**TASK REQUIREMENTS:** Once the line with "Exercise. Put one point on each instance of the tree" is found in the entries below, repeat it and each following line exactly, up to and including the line with "Exercise. Put one point on each instance of the dashed". Add no other lines.

--------

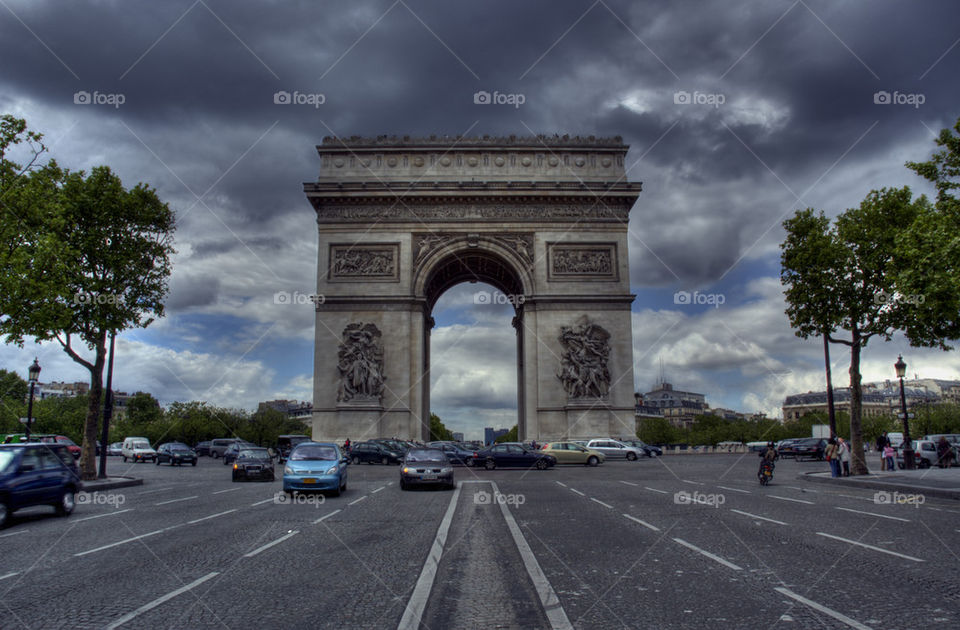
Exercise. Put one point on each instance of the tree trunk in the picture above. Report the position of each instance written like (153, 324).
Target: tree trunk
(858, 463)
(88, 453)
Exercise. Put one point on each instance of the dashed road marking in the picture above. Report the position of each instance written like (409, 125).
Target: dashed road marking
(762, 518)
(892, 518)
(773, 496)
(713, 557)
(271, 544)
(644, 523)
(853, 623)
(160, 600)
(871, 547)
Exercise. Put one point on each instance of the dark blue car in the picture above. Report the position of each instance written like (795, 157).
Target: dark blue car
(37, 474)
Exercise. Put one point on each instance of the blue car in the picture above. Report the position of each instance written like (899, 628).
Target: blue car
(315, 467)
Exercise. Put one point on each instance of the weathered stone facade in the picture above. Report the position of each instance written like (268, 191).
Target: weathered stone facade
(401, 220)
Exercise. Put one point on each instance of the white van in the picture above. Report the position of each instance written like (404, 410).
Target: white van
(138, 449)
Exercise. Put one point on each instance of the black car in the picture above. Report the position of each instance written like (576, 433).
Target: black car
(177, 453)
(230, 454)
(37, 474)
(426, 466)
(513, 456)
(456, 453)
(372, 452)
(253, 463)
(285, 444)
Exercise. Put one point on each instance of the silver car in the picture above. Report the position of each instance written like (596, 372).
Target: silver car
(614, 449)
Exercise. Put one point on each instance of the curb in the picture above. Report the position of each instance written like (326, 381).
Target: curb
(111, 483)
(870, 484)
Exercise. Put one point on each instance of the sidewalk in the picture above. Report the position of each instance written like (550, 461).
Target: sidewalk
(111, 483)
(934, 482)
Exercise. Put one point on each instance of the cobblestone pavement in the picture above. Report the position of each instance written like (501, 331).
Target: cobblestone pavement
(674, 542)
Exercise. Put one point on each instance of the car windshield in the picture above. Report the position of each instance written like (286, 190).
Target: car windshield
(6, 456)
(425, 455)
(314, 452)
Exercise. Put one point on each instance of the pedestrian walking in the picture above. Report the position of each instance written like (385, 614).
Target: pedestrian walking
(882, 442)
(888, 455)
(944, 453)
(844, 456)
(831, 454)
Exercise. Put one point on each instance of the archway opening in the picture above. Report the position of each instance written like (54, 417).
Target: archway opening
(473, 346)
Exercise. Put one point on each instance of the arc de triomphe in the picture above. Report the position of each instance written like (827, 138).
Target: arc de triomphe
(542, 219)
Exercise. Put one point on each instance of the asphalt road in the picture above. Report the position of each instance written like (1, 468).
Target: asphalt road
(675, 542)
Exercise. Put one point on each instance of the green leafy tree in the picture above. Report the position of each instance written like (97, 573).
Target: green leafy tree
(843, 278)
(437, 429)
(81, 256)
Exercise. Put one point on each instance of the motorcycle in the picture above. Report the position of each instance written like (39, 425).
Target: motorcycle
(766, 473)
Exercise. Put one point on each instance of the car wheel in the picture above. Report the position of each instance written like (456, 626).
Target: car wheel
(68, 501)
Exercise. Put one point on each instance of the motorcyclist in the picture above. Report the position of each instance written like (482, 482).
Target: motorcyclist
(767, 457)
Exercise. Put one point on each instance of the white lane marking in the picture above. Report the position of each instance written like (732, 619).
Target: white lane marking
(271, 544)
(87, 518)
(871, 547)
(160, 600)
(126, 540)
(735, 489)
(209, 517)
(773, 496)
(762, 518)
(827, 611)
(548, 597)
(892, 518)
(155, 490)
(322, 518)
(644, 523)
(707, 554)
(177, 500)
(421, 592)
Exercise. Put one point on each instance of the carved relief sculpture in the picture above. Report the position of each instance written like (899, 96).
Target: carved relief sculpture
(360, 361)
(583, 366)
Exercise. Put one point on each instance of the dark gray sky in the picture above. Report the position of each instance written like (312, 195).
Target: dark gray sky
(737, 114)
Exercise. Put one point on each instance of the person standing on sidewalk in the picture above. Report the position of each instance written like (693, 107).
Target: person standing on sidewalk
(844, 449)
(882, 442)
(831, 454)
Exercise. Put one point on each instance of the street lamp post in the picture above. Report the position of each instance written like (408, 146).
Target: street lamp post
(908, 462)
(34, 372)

--------

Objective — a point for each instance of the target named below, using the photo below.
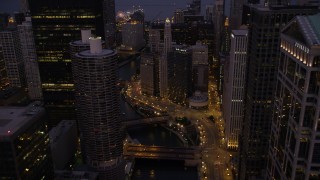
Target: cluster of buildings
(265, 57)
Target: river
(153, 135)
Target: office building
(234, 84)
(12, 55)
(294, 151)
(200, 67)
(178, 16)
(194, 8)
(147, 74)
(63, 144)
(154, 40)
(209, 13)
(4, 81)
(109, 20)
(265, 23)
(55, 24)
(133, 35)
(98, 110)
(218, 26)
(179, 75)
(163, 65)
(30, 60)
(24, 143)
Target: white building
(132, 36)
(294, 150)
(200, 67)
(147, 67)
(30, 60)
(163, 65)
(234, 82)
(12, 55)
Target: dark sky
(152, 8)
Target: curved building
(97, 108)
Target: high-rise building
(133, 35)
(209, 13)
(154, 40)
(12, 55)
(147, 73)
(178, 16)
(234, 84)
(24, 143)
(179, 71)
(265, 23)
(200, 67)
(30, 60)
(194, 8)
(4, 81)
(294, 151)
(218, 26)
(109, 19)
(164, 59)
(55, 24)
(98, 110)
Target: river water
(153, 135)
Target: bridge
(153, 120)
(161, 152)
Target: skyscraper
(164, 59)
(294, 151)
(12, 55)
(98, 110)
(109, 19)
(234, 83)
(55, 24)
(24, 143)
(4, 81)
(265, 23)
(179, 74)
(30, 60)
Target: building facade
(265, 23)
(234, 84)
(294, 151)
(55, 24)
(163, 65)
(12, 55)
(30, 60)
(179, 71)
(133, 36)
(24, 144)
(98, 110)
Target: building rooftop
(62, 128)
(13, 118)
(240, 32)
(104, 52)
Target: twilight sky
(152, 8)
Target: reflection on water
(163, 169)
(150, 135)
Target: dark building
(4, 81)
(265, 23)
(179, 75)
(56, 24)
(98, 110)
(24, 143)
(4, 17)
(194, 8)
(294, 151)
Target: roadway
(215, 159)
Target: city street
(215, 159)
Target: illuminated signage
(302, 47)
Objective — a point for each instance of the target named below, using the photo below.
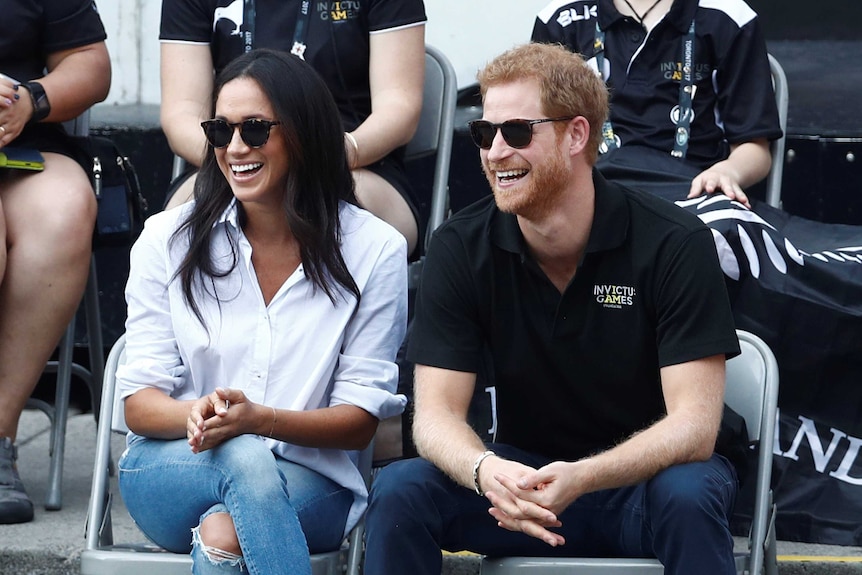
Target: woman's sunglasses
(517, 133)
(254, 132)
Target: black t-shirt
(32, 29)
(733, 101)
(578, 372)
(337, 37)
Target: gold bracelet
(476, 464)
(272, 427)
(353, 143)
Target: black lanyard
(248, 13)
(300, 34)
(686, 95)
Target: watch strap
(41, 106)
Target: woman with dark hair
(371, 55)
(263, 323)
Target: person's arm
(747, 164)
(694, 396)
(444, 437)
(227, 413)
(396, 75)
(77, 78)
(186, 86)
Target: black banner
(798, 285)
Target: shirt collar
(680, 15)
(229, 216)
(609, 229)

--------

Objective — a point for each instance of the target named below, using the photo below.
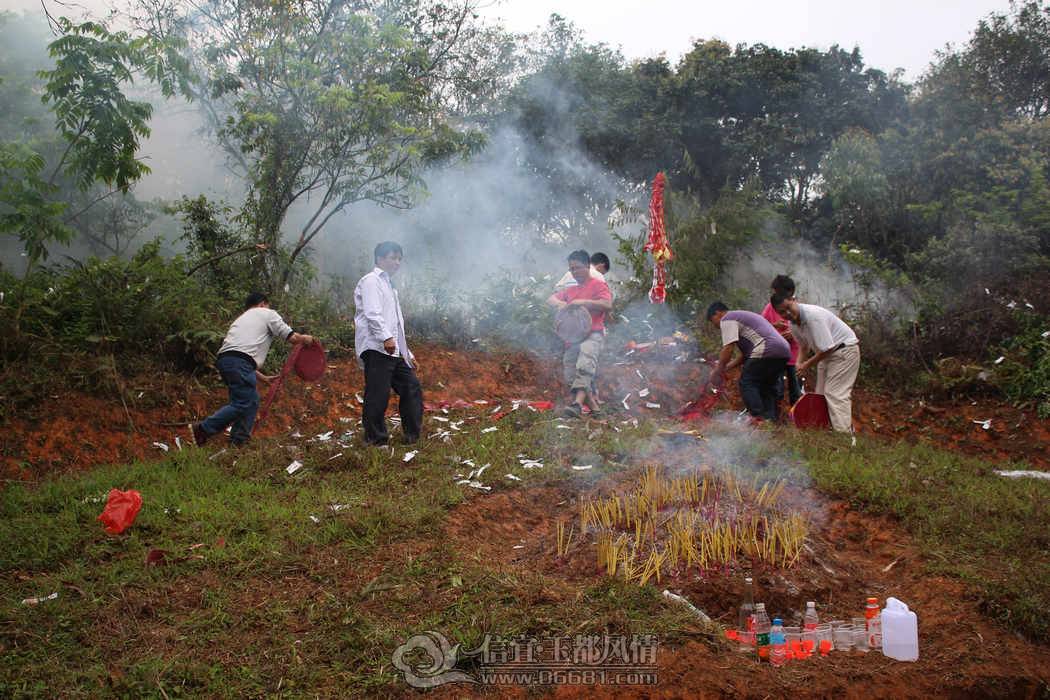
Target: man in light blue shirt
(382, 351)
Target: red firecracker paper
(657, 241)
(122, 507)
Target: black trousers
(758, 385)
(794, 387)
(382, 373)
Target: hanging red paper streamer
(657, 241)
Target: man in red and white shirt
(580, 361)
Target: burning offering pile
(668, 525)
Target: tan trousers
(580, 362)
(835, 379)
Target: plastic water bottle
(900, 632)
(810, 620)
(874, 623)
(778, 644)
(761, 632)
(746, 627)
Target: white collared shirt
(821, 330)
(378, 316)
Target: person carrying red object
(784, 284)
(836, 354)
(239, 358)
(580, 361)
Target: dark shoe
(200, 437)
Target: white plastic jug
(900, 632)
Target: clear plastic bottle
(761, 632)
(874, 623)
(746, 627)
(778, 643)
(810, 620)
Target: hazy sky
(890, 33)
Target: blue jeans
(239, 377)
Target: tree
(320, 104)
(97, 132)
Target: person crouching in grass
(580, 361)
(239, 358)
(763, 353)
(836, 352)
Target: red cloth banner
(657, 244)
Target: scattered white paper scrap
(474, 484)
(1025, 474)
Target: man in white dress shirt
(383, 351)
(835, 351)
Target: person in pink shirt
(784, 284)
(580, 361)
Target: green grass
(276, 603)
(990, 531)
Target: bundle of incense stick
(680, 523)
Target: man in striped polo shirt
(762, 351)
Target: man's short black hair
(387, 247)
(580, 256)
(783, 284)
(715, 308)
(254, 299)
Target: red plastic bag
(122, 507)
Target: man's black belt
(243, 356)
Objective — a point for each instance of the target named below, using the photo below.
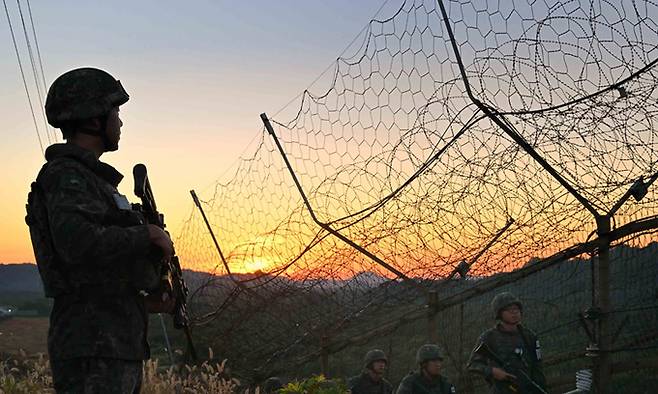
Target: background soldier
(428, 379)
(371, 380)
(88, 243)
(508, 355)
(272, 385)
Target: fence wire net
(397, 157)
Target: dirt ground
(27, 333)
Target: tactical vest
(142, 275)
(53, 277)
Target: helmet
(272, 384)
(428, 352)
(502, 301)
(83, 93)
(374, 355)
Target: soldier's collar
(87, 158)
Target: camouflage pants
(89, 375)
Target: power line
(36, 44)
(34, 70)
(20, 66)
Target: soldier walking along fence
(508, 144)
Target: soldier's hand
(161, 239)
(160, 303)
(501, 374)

--------

**THE ANSWER:**
Exercise. Put one point on each instance of the tree trunk in the picture above. Report the position of each instance written like (153, 324).
Target: tree trunk
(858, 463)
(88, 453)
Exercise. Put one point on each instance of the dashed road marking in the picture above. Report the position of each instance written like (409, 125).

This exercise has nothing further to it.